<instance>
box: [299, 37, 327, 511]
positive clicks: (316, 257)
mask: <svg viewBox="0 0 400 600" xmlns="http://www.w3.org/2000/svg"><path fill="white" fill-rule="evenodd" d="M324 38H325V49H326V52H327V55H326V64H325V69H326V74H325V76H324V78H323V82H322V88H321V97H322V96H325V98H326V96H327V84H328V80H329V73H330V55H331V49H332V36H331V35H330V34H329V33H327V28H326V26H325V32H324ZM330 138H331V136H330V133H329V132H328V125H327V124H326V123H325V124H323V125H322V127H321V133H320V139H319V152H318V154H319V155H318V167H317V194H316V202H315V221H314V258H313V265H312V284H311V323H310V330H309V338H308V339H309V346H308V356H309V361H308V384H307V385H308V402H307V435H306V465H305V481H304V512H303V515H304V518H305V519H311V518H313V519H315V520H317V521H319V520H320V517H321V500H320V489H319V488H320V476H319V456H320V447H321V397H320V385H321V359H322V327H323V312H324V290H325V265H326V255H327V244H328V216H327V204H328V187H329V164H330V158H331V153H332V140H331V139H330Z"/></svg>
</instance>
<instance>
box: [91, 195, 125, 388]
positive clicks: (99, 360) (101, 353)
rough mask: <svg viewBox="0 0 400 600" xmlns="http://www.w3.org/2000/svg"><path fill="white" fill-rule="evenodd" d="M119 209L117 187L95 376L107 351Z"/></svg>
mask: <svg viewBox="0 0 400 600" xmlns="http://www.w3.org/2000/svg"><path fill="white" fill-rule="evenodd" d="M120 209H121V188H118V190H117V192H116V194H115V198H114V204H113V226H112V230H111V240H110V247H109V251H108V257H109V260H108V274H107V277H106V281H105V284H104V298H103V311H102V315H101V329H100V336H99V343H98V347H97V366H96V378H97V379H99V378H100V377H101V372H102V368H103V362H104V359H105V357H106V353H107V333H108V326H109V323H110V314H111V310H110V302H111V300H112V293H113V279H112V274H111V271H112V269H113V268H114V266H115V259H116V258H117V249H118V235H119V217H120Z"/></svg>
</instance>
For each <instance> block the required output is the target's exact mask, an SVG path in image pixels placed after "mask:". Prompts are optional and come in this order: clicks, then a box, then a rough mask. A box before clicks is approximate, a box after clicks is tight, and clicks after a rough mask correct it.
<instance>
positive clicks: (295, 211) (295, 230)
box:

--- --- ---

TASK REQUIREMENTS ->
All entries should be restated word for word.

THE COMPLETED TASK ->
<instance>
box: [299, 37, 327, 511]
positive clicks: (316, 257)
mask: <svg viewBox="0 0 400 600" xmlns="http://www.w3.org/2000/svg"><path fill="white" fill-rule="evenodd" d="M324 38H325V49H326V52H327V55H326V64H325V69H326V74H325V76H324V78H323V82H322V88H321V97H322V96H325V98H326V96H327V84H328V80H329V73H330V55H331V49H332V36H331V35H330V34H329V33H327V28H326V26H325V32H324ZM330 138H331V136H330V133H329V132H328V125H327V124H326V123H325V124H323V125H322V127H321V133H320V139H319V152H318V154H319V155H318V167H317V194H316V202H315V221H314V258H313V265H312V284H311V323H310V330H309V338H308V339H309V346H308V356H309V361H308V384H307V385H308V402H307V435H306V465H305V481H304V512H303V515H304V518H305V519H311V518H313V519H315V520H317V521H319V520H320V517H321V500H320V489H319V488H320V476H319V456H320V447H321V397H320V385H321V359H322V327H323V312H324V290H325V265H326V255H327V244H328V216H327V204H328V187H329V164H330V158H331V153H332V140H331V139H330Z"/></svg>
</instance>
<instance>
box: [91, 195, 125, 388]
positive clicks: (99, 360) (101, 353)
rough mask: <svg viewBox="0 0 400 600" xmlns="http://www.w3.org/2000/svg"><path fill="white" fill-rule="evenodd" d="M119 209L117 187L95 376L107 351Z"/></svg>
mask: <svg viewBox="0 0 400 600" xmlns="http://www.w3.org/2000/svg"><path fill="white" fill-rule="evenodd" d="M120 209H121V188H118V190H117V192H116V194H115V198H114V204H113V226H112V230H111V240H110V247H109V251H108V257H109V260H108V274H107V277H106V281H105V284H104V298H103V311H102V315H101V329H100V336H99V343H98V347H97V366H96V378H97V379H99V378H100V377H101V372H102V368H103V362H104V359H105V357H106V353H107V333H108V326H109V323H110V314H111V310H110V302H111V300H112V293H113V279H112V274H111V271H112V269H113V268H114V266H115V259H116V258H117V249H118V235H119V217H120Z"/></svg>
</instance>
For each <instance> block the required output is the target's exact mask, an SVG path in image pixels placed after "mask:". Prompts are optional and come in this order: clicks, then a box, then a rough mask. A box before clicks is approximate, a box after clicks is tight, and clicks after a rough mask correct it.
<instance>
positive clicks: (295, 211) (295, 230)
box:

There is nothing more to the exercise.